start Extract to read

It is said that capitalism will prepare the material and social capital
for the establishment of socialist society. Since workers are the
primary force of production of a capitalist society, Marxists believe
that the proletariat will lead the revolution with the aim to establish
a “dictatorship”.
Social revolution is a process of overhauling social relationships that
reinforce inequality, social injustice, environmental destruction and
patriarchy. This process can only be realized if heterogeneous agents of
society participate. The workers’ role is to liberate themselves from
the chains of capitalism; women should act against patriarchy; other
sectors and classes must do their share for social change by acting
directly in their interests. Social revolution will not take place if
the people’s mode of thinking is generally respectful to the
institutions that reproduce and reinforce rules that define property,
ownership, privileges, roles and power. Putting a particular class or
group into a pedestal of power is another form of hierarchy and
therefore invites privilege and the centralization of power.
In relation to this criticism, I would like to reiterate that the
dialectical process is hierarchical. It is no different from the
band-tribe-chiefdom-state model pioneered by the archeologist Elman
Service, which refers to the hierarchical progression of society. It
presents an evolutionary process of community from simple stateless
egalitarian indigenous organizations like bands and tribes into
chiefdoms and states, which are generally characterized by central
power, uniformity and non-egalitarianism. The Marxist evolutionary model
of the authoritarian left in the Philippines is consistent with this
model. To apply this in our context, the indigenous communities
“discovered” by Magellan in Leyte were supposedly primitive, inferior,
savage, wild, ignorant and in need to be tamed.
Spain, according to the DHM model, was a feudal society governed by a
King. Based on historical accounts, Philip had no intention of
conquering the archipelago, it was an enterprise and he was in business
with Magellan. They had a contract that defined every party’s
obligations and shares.

end Extract to read

◆ **Set task**: Reproduce word for word the part of the passage on social revolution above, starting with "Spain, according to" and going on through "obligations and shares.".

start Extracted material

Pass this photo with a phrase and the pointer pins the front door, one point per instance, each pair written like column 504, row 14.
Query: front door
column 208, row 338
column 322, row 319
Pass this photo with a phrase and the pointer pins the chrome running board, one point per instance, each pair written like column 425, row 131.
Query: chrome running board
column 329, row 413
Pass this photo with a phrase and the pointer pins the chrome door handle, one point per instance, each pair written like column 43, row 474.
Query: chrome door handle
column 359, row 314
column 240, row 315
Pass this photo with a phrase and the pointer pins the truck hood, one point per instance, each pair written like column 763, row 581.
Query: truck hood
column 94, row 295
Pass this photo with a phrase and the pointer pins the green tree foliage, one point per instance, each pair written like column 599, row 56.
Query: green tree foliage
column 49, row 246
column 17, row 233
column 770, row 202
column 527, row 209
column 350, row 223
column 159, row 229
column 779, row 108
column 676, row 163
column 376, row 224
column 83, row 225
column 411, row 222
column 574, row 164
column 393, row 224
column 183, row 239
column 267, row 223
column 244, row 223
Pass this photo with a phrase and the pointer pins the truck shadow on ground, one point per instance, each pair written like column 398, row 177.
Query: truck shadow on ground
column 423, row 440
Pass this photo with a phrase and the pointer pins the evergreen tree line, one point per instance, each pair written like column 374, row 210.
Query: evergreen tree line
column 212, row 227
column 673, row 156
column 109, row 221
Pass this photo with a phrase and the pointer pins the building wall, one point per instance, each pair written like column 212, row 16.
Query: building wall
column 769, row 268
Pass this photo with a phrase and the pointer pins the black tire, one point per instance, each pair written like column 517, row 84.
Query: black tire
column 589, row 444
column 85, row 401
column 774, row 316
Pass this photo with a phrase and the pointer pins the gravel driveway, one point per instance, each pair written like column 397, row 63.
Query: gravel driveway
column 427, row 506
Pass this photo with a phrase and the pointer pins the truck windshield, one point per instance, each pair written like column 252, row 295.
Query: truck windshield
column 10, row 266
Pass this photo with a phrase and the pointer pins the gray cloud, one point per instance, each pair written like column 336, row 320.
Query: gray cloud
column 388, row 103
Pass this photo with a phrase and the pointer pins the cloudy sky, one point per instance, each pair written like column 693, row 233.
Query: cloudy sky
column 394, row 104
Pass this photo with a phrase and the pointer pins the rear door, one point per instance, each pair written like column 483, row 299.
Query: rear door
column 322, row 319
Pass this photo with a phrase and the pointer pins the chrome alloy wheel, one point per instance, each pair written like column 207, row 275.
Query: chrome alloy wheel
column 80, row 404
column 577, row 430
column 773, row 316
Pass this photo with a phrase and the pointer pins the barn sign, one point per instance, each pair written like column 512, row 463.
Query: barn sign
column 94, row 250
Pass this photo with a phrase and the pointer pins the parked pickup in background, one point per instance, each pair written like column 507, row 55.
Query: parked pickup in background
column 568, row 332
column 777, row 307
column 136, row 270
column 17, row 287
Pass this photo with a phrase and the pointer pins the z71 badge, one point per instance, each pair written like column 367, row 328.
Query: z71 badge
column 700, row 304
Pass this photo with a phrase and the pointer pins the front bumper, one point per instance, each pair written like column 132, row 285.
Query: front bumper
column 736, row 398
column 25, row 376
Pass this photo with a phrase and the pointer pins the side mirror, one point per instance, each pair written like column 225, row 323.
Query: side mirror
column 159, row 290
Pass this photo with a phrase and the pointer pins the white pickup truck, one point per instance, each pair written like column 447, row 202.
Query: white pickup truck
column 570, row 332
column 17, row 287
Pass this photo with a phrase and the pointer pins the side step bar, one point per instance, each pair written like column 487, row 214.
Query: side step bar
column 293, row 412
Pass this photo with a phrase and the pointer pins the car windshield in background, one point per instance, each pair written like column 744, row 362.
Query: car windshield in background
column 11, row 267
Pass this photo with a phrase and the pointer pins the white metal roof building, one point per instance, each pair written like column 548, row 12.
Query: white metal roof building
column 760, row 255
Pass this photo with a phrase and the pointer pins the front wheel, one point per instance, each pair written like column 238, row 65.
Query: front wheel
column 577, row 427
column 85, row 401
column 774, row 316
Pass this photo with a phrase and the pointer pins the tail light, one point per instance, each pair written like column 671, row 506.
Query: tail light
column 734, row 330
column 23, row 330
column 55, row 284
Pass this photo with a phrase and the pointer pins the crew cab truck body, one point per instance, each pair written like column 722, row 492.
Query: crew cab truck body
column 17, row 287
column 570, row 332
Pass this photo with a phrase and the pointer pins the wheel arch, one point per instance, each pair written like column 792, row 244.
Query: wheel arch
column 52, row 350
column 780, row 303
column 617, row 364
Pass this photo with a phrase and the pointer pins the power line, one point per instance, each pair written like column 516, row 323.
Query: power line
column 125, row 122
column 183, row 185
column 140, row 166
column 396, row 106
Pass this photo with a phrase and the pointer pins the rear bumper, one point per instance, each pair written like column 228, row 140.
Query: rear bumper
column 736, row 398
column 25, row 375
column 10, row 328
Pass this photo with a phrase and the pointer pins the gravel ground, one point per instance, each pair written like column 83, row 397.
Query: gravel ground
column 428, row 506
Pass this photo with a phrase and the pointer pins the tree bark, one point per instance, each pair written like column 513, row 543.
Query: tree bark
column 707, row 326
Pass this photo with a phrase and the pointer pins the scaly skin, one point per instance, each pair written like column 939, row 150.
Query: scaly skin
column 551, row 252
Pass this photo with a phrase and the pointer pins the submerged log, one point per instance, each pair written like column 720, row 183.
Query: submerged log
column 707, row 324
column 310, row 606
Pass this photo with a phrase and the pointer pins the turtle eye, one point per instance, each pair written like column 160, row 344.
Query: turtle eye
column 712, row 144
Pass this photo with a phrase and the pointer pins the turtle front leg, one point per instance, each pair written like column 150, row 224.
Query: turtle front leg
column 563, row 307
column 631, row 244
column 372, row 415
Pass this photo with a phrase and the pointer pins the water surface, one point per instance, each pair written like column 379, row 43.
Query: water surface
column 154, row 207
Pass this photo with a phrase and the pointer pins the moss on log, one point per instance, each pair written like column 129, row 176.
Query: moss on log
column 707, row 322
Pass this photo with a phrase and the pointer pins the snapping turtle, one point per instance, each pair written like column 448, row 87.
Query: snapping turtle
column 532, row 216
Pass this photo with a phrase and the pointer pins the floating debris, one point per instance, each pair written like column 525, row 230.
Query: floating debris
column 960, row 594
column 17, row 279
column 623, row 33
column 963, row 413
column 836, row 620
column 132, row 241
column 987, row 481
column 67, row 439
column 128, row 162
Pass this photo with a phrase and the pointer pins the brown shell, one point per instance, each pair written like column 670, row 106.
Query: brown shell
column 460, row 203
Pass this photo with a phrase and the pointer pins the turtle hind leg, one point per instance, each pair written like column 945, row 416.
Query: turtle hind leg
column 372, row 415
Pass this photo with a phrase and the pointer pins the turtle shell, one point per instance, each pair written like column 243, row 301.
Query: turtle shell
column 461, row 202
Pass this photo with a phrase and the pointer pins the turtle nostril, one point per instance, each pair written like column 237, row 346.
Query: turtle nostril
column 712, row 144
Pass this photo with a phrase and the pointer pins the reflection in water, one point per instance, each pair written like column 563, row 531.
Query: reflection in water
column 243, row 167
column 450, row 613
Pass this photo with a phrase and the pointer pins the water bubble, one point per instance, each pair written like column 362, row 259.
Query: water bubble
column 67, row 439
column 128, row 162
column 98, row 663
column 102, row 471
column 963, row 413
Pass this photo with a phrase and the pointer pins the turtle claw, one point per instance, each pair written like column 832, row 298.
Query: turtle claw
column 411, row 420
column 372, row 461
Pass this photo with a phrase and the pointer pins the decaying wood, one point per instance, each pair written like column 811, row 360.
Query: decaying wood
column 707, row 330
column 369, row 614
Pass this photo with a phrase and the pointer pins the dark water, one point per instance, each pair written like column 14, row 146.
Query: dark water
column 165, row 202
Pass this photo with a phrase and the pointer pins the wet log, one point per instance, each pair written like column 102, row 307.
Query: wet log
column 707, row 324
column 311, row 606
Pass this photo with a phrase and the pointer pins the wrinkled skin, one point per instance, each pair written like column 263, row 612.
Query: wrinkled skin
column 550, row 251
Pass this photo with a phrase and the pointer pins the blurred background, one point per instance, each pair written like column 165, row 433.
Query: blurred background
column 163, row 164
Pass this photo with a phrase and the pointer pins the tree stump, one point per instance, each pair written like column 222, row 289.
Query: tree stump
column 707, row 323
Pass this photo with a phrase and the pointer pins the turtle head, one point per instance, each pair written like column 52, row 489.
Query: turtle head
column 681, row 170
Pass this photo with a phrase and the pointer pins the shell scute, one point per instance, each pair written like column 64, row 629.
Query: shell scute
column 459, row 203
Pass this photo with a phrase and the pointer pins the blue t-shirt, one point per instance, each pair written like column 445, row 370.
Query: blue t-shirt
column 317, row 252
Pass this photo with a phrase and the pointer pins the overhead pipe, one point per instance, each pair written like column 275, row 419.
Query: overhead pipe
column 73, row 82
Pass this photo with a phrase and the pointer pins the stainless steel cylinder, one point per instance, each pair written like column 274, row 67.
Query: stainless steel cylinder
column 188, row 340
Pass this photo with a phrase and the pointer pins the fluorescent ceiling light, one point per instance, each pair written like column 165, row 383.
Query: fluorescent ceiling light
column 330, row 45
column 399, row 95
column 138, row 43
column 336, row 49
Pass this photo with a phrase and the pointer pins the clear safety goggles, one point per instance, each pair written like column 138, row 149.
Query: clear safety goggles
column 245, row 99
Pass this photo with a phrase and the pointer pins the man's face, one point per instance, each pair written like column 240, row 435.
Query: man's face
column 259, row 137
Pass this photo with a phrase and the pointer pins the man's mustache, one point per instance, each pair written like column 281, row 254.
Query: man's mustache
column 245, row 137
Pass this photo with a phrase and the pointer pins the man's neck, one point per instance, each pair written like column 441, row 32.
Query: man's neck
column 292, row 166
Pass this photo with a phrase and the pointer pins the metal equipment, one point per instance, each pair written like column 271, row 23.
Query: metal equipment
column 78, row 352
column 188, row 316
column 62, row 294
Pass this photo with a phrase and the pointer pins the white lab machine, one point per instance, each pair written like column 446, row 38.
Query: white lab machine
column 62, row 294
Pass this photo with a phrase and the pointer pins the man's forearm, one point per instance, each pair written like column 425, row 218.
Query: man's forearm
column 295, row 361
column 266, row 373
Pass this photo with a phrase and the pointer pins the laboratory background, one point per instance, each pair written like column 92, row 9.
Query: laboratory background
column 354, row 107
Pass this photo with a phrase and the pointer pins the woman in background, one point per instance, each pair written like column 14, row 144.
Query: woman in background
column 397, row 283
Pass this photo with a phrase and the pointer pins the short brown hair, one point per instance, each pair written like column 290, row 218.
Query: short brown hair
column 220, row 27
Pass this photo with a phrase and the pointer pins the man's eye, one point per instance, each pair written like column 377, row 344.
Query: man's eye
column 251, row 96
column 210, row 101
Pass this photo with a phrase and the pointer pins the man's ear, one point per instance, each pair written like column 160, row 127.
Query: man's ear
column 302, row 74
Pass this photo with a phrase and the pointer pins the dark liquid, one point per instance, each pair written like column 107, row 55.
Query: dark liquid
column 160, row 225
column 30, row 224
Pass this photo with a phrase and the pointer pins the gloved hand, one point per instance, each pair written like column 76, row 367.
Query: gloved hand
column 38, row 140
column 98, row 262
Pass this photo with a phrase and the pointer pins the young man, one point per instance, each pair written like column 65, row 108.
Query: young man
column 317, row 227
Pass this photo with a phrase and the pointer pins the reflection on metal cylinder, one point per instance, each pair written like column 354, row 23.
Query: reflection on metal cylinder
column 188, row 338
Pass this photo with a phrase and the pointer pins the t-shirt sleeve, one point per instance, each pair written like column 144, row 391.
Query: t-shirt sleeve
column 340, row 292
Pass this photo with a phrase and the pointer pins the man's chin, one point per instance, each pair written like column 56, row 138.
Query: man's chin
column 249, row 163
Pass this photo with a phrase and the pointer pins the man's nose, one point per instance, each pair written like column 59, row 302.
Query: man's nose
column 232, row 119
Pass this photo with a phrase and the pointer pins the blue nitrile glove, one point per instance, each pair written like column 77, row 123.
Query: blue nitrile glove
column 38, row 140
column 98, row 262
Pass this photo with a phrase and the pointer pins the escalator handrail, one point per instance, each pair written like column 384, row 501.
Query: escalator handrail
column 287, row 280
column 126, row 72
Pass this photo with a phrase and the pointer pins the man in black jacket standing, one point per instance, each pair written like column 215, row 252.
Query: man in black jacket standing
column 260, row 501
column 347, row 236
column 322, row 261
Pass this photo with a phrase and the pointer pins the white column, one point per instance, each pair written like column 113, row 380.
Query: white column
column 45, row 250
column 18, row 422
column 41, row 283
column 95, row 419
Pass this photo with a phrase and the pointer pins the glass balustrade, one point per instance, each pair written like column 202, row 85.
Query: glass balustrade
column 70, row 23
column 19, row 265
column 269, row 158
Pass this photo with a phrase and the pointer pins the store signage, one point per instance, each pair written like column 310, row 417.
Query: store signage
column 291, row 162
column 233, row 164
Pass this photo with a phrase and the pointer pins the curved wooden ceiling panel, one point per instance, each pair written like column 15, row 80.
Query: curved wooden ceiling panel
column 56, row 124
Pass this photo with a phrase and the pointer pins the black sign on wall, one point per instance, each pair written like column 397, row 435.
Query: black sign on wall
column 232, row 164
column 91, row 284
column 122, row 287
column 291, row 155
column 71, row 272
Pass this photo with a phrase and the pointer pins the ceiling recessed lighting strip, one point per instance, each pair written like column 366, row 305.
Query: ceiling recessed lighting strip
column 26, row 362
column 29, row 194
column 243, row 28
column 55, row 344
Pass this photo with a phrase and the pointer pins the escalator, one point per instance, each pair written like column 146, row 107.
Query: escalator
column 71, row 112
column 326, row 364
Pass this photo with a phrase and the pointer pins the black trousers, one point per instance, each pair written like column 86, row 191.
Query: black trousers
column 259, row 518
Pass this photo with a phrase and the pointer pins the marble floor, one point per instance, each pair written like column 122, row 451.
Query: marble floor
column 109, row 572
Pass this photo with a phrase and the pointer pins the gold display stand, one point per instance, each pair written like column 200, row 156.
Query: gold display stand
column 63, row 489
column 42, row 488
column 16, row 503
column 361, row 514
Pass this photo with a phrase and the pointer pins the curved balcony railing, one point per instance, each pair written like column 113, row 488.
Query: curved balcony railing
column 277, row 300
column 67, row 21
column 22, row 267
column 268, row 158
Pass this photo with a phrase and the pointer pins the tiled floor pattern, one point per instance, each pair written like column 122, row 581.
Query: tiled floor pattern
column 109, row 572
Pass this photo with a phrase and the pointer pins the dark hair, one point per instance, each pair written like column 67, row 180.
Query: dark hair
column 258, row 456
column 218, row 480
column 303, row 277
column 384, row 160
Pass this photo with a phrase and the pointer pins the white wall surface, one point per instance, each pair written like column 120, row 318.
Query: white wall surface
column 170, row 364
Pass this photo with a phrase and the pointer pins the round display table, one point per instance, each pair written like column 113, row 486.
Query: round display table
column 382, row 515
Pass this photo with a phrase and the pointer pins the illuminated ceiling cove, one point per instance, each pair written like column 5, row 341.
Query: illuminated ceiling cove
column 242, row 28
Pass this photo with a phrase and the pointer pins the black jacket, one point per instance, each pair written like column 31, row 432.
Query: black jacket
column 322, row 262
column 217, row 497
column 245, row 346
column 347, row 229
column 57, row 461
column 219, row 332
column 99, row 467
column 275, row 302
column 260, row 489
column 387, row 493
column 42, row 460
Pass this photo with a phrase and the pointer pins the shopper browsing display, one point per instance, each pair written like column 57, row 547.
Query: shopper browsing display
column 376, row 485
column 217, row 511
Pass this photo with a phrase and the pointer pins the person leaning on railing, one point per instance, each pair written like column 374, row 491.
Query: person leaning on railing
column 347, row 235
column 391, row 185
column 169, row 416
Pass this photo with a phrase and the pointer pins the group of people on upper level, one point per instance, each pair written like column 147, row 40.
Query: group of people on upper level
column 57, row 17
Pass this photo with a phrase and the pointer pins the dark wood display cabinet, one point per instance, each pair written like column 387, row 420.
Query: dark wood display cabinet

end Extracted material

◆ **Finished exercise**:
Spain, according to the DHM model, was a feudal society governed by a
King. Based on historical accounts, Philip had no intention of
conquering the archipelago, it was an enterprise and he was in business
with Magellan. They had a contract that defined every party’s
obligations and shares.